» Document:
· · ·
SOCIÉTÉ D'ÉTUDES BENJAMIN FONDANE

La collaboration de Fondane aux revues N° 6

Fondane et Queneau. Une lettre inédite de Fondane à Queneau

Monique Jutrin

L’Album de la Pléiade, consacré à Raymond Queneau, qui vient de paraître en mai 2002 , reproduit à la page 84 un billet de Fondane à Queneau au verso d’une carte de visite datée de mai 1936. [1]

A Raymond Queneau dont je dirai le bien que j’en pense, dans un prochain Cahier du Sud, avec la vive sympathie de bfondane”[2]

La  note sur Les Derniers Jours de Raymond Queneau  paraîtra en novembre  1936 dans le numéro 188 des Cahiers du Sud.  L’on s’étonne de lire dans l’Album de la Pléiade : “Les Derniers Jours, achevé d’imprimer  fin mars 36 reçoit un accueil assez tiède. Les admirateurs de Queneau, Benjamin Fondane ou André Billy, par exemple, semblent attendre davantage du jeune écrivain.

Car la note de lecture de Fondane est loin d’être dépréciative. Il commence par évoquer les deux livres précédents, Le Chiendent et Gueule de Pierre , où il présente Queneau comme un romancier en avance sur son époque. Quant aux Derniers Jours, il y discerne un retour à une sorte de réalisme “qui pourrait être le réalisme de demain, (…) un art purement decriptif et appliqué au réel – mais un réel peuplé de fantômes et mis en mouvement par des fantômes.” Seule la remarque finale contient une réserve :

“ Le livre est d’un humour irrésistible : mais ce n’est pas là le meilleur de Queneau. Il tient en réserve plus de choses qu’il ne nous dit.”
· · ·
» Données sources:
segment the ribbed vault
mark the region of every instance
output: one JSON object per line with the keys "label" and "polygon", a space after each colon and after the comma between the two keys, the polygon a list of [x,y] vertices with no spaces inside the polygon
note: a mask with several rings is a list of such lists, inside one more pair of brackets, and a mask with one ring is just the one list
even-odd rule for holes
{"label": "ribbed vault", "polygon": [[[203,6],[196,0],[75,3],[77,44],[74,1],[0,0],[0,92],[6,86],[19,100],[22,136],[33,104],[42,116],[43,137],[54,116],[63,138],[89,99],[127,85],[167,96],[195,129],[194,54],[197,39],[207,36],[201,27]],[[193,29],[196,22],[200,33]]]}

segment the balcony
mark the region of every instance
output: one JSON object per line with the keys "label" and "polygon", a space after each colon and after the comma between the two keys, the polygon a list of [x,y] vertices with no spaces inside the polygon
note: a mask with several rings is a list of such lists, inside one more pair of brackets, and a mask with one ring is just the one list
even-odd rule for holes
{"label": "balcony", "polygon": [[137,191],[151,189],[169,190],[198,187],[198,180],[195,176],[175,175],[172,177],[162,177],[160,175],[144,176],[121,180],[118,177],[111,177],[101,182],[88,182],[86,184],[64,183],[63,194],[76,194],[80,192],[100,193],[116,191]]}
· · ·
» Consigne:
D'après le document, dans quel numéro des Cahiers du Sud la note de Fondane sur Les Derniers Jours a-t-elle paru ? Ces items n'ont aucun lien avec le document.

» Réponse attendue:
Dans le numéro 188, en novembre 1936.